Stated task>
Copy the lines from the one containing "--target feathered tail" through the one containing "[[[19,58],[19,41],[14,33],[0,21],[0,58],[7,53]]]", swapping "feathered tail" for "plumed tail" and changing nothing else.

Given data>
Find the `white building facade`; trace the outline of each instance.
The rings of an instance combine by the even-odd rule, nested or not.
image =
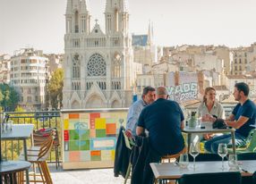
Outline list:
[[[85,0],[68,0],[64,35],[65,109],[127,107],[134,85],[129,14],[125,0],[107,0],[105,32],[90,29]]]
[[[0,83],[10,82],[10,58],[8,54],[0,55]]]
[[[10,83],[21,95],[19,105],[28,110],[45,107],[47,63],[43,52],[33,48],[21,49],[12,56]]]

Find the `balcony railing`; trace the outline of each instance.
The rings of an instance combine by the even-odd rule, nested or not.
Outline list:
[[[60,112],[59,111],[45,111],[45,112],[5,112],[10,116],[9,120],[13,121],[13,124],[34,124],[34,130],[56,128],[58,135],[60,134]],[[0,122],[3,120],[3,113],[0,113]],[[60,136],[59,136],[60,137]],[[7,160],[18,159],[22,150],[22,142],[21,140],[6,140],[2,141],[1,153],[3,157]],[[28,141],[29,146],[31,142]],[[61,155],[60,149],[59,155]],[[49,162],[55,162],[55,152],[52,151],[49,156]],[[61,156],[59,156],[61,157]]]

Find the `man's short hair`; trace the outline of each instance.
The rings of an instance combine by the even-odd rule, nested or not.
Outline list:
[[[168,91],[166,90],[166,88],[165,87],[158,87],[157,88],[156,94],[158,96],[167,96]]]
[[[149,91],[156,91],[156,89],[154,88],[152,88],[152,87],[145,87],[144,88],[143,88],[143,93],[142,93],[142,95],[143,96],[146,96],[148,93],[149,93]]]
[[[249,88],[249,86],[244,83],[244,82],[238,82],[235,85],[235,87],[237,88],[237,90],[240,92],[240,91],[243,91],[244,96],[248,96],[249,95],[249,91],[250,91],[250,88]]]

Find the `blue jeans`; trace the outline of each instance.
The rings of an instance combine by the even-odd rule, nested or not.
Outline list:
[[[239,146],[244,143],[245,141],[245,138],[243,136],[241,136],[237,133],[235,133],[235,146]],[[225,143],[227,145],[232,145],[232,137],[231,134],[225,134],[223,136],[218,136],[216,138],[213,138],[209,140],[208,140],[205,144],[204,144],[204,148],[209,152],[209,153],[213,153],[213,154],[218,154],[218,144],[220,143]]]

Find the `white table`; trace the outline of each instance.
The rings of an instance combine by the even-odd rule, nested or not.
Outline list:
[[[33,124],[13,124],[13,130],[8,132],[2,132],[2,140],[23,140],[23,149],[25,161],[28,160],[27,142],[33,132]],[[30,183],[29,171],[26,170],[26,183]]]
[[[242,176],[252,176],[256,171],[256,160],[239,161],[242,163],[240,168],[247,172],[241,171]],[[183,174],[195,174],[195,173],[212,173],[212,172],[227,172],[229,170],[227,161],[224,162],[224,170],[222,170],[221,161],[213,162],[196,162],[195,170],[193,170],[192,163],[190,162],[188,168],[183,169],[174,163],[151,163],[150,167],[153,171],[156,181],[158,180],[177,180]]]
[[[188,134],[188,148],[190,148],[192,134],[231,133],[233,153],[235,154],[235,129],[234,128],[232,129],[212,129],[211,127],[209,127],[209,126],[206,126],[205,129],[201,129],[201,127],[196,127],[196,128],[185,127],[183,130],[183,132]]]

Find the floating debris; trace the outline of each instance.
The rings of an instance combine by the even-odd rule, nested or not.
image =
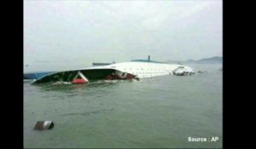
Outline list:
[[[34,129],[44,130],[51,129],[55,126],[52,121],[38,121]]]

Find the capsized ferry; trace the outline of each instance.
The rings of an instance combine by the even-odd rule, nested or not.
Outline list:
[[[195,71],[186,66],[167,64],[148,60],[136,60],[107,66],[92,66],[47,74],[32,83],[69,82],[86,83],[90,80],[140,79],[164,75],[192,75]]]

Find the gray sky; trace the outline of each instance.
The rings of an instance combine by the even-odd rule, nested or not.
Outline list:
[[[24,1],[25,72],[222,56],[222,1]]]

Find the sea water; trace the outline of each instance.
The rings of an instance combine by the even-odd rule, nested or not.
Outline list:
[[[76,85],[24,82],[24,146],[221,148],[222,66],[190,66],[206,72]],[[54,128],[34,130],[41,120]]]

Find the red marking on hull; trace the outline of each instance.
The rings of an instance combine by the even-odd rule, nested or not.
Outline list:
[[[88,83],[88,81],[86,81],[83,78],[76,78],[76,79],[73,80],[71,83]]]

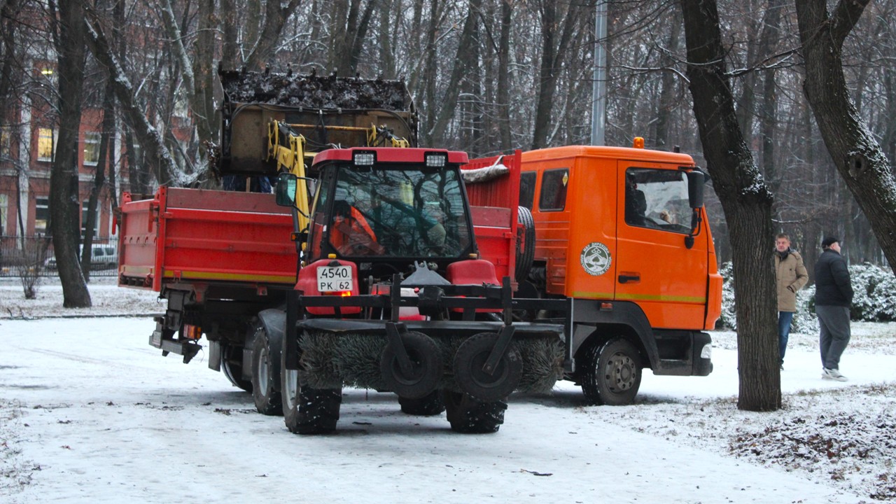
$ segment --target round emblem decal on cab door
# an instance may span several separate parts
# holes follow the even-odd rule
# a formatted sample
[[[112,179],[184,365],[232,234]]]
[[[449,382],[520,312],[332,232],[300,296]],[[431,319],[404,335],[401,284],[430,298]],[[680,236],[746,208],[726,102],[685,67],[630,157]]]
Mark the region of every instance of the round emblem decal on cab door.
[[[589,243],[582,249],[582,267],[589,274],[599,276],[610,269],[613,257],[610,256],[610,249],[603,243],[597,241]]]

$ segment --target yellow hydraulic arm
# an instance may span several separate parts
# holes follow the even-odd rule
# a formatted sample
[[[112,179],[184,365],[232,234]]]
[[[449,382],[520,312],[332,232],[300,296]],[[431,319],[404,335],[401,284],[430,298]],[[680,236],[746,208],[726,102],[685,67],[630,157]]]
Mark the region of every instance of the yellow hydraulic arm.
[[[277,161],[277,171],[287,171],[298,178],[296,184],[296,208],[298,229],[308,226],[308,189],[305,179],[305,137],[296,134],[289,125],[277,120],[268,123],[268,158]]]

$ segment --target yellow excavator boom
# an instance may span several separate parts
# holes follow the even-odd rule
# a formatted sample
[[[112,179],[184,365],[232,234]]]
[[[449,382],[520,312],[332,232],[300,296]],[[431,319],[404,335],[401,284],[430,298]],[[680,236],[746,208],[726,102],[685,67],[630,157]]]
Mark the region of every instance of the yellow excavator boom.
[[[298,229],[307,229],[310,209],[305,175],[305,137],[292,131],[289,125],[271,119],[268,123],[267,161],[277,161],[278,173],[286,171],[298,178],[296,184]]]

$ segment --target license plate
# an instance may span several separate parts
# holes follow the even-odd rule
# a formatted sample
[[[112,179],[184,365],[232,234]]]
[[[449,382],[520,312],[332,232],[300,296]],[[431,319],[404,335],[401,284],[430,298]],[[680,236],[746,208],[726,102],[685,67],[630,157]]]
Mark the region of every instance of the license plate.
[[[336,292],[351,291],[350,266],[321,266],[317,268],[317,291]]]

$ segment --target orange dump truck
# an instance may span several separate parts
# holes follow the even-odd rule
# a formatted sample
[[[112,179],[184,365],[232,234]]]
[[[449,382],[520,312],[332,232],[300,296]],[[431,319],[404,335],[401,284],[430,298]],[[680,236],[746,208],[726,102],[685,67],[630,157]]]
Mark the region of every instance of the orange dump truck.
[[[522,152],[518,296],[566,310],[523,312],[571,327],[565,378],[594,404],[631,404],[642,371],[707,376],[722,279],[691,156],[642,148],[567,146]],[[496,158],[475,160],[469,168]],[[500,162],[516,162],[506,156]],[[472,204],[490,197],[468,186]],[[534,246],[526,250],[526,245]],[[547,304],[546,304],[547,306]]]

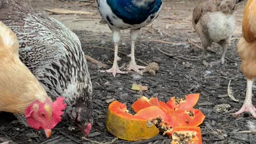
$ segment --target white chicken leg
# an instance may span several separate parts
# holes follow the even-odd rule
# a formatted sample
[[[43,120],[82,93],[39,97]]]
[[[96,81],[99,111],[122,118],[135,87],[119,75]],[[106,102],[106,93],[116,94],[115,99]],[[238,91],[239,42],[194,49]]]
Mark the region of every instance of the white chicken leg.
[[[135,42],[137,38],[138,32],[139,30],[132,30],[130,31],[131,35],[131,54],[127,55],[131,57],[131,61],[130,61],[129,66],[127,68],[127,70],[133,70],[134,71],[142,75],[142,71],[139,70],[139,69],[145,68],[145,67],[138,66],[135,61]]]
[[[246,93],[244,104],[242,108],[234,114],[235,115],[239,115],[244,111],[248,111],[252,114],[254,118],[256,118],[256,113],[255,113],[256,108],[253,107],[252,103],[252,89],[254,81],[254,79],[247,79]]]

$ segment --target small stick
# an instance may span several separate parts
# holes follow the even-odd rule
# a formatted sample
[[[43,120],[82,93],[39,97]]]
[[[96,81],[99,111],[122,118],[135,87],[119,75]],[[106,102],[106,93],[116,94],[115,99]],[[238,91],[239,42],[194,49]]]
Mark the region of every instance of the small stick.
[[[109,47],[102,47],[102,46],[94,46],[94,45],[87,45],[87,46],[90,46],[90,47],[95,47],[95,48],[100,48],[100,49],[105,49],[105,50],[109,50],[109,51],[115,51],[113,49],[111,49],[110,48],[109,48]],[[123,55],[128,55],[129,54],[127,54],[125,52],[122,52],[122,51],[118,51],[118,53],[122,54],[123,54]],[[135,59],[140,62],[140,63],[143,63],[146,66],[148,66],[148,63],[146,63],[145,62],[143,62],[142,60],[140,60],[140,59],[137,59],[137,58],[135,58]]]
[[[92,57],[90,57],[88,55],[84,55],[84,57],[86,59],[86,60],[91,61],[92,63],[96,64],[98,67],[102,67],[103,68],[107,68],[108,67],[108,65],[102,63],[100,61],[99,61]]]
[[[196,48],[197,48],[197,49],[200,49],[200,50],[203,50],[203,49],[202,49],[201,47],[198,46],[196,44],[190,41],[189,39],[188,39],[188,42],[189,43],[190,43],[190,44],[191,44],[191,45],[195,46]],[[207,51],[212,52],[215,52],[215,53],[217,52],[216,51],[213,51],[213,50],[209,50],[209,49],[206,49],[206,50]]]
[[[91,140],[89,139],[87,139],[87,138],[85,138],[84,137],[82,137],[82,139],[84,140],[86,140],[86,141],[88,141],[91,143],[95,143],[95,144],[112,144],[112,143],[114,143],[118,139],[118,138],[115,138],[115,139],[114,139],[113,140],[112,140],[110,142],[105,142],[105,143],[101,143],[101,142],[98,142],[98,141],[94,141],[94,140]]]

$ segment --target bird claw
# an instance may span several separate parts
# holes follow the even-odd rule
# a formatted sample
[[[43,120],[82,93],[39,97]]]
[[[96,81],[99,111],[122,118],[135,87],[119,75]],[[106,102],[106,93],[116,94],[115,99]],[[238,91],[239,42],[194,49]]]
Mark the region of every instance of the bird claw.
[[[249,105],[244,105],[242,108],[238,111],[234,113],[234,115],[238,115],[243,113],[243,112],[247,111],[250,113],[254,118],[256,118],[256,113],[255,112],[255,110],[256,108],[252,105],[252,103]]]
[[[127,72],[121,71],[119,69],[119,68],[118,67],[113,67],[111,68],[110,68],[108,70],[99,70],[99,71],[100,73],[107,72],[107,73],[112,73],[114,77],[116,76],[116,74],[117,73],[117,74],[127,74]]]
[[[140,75],[142,75],[142,71],[140,70],[139,69],[144,69],[146,67],[138,66],[136,63],[131,62],[129,66],[125,69],[128,70],[133,70],[135,72],[139,73]]]
[[[224,62],[222,62],[221,60],[218,60],[217,61],[212,61],[210,62],[210,65],[211,66],[211,67],[212,67],[214,66],[217,66],[217,65],[219,65],[220,63],[222,65],[224,64]]]

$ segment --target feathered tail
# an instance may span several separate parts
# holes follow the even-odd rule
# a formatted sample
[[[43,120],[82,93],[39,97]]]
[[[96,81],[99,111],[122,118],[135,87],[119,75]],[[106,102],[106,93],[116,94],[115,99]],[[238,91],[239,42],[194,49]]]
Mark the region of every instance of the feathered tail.
[[[19,58],[19,41],[14,33],[0,21],[0,58],[7,53]]]

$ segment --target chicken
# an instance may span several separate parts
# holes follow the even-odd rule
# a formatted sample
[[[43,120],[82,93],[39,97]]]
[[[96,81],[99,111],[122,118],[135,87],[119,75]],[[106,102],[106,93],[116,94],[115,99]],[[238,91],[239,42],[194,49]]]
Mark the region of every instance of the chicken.
[[[93,122],[92,86],[80,41],[59,21],[19,0],[0,0],[0,20],[19,39],[20,58],[48,95],[66,98],[66,114],[88,135]]]
[[[52,102],[43,86],[19,58],[16,35],[0,22],[0,111],[23,114],[27,124],[51,135],[61,121],[65,98]]]
[[[242,60],[241,70],[247,77],[246,92],[243,106],[235,114],[249,111],[256,118],[256,109],[252,103],[252,85],[256,78],[256,1],[247,2],[242,30],[243,37],[237,43],[237,51]]]
[[[192,23],[204,48],[198,57],[205,57],[205,50],[212,42],[215,42],[223,47],[222,54],[219,61],[212,62],[211,64],[224,63],[225,55],[235,30],[234,12],[242,1],[243,0],[209,0],[195,8]]]
[[[133,70],[142,75],[139,69],[145,67],[137,65],[135,61],[135,41],[141,28],[151,23],[158,15],[162,9],[162,0],[96,0],[96,4],[103,20],[106,22],[113,32],[115,52],[112,68],[106,71],[115,76],[116,73],[124,74],[119,69],[117,61],[118,42],[120,40],[120,30],[130,29],[131,61],[128,70]]]

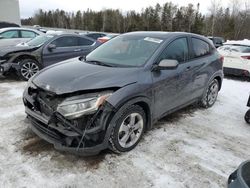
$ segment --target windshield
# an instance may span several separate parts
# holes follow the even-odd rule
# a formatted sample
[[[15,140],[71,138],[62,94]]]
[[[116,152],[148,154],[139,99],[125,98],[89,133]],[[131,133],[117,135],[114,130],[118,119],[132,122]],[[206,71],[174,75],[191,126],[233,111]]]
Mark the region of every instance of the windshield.
[[[121,67],[139,67],[147,62],[162,42],[162,39],[145,36],[118,36],[91,52],[86,61]]]
[[[30,41],[27,42],[29,46],[40,46],[44,44],[47,40],[51,39],[54,37],[53,35],[42,35],[42,36],[37,36],[34,39],[31,39]]]

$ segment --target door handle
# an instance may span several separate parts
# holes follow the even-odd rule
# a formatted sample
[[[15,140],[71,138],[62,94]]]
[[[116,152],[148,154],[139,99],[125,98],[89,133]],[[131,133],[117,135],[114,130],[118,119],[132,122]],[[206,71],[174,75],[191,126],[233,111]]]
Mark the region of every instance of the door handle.
[[[74,52],[80,52],[82,51],[81,49],[75,49]]]

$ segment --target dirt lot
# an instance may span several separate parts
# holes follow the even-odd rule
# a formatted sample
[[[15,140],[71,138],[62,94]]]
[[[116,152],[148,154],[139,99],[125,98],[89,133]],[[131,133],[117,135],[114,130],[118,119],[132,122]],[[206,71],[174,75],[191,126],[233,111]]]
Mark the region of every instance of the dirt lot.
[[[224,79],[214,107],[162,119],[129,153],[89,158],[59,153],[30,131],[25,85],[0,81],[0,187],[219,188],[250,158],[249,82]]]

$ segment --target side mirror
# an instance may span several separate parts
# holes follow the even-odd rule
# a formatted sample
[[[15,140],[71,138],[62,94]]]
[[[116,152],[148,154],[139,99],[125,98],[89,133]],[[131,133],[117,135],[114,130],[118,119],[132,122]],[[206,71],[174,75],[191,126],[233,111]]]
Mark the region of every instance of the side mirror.
[[[179,62],[175,59],[163,59],[158,65],[154,65],[153,70],[171,70],[176,69]]]
[[[49,44],[47,48],[48,48],[49,51],[52,51],[52,50],[56,49],[56,45],[55,44]]]

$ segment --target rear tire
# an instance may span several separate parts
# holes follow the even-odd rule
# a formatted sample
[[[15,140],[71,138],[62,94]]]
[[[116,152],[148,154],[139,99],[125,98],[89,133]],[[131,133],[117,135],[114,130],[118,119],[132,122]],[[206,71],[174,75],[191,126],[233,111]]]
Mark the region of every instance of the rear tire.
[[[41,70],[39,63],[33,59],[24,59],[19,63],[18,76],[22,80],[29,80],[33,75]]]
[[[214,105],[217,100],[219,92],[219,82],[217,79],[214,79],[209,83],[209,86],[206,90],[206,93],[200,101],[200,106],[203,108],[209,108]]]
[[[245,114],[245,121],[250,124],[250,109]]]
[[[131,105],[114,119],[115,127],[109,138],[109,148],[115,153],[136,147],[146,127],[146,114],[138,105]]]

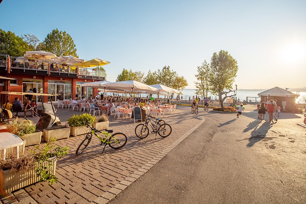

Right answer>
$ segment --target plumed tail
# an instance may span several separate parts
# holes follow the even-odd rule
# a formatted sample
[[[43,120],[82,93],[39,97]]]
[[[96,81],[99,111],[122,118],[135,87],[119,75]],[[106,102],[106,93],[116,94],[115,99]],[[238,91],[239,42],[194,49]]]
Mark the region of every instance of the plumed tail.
[[[19,58],[19,41],[14,33],[0,21],[0,58],[7,53]]]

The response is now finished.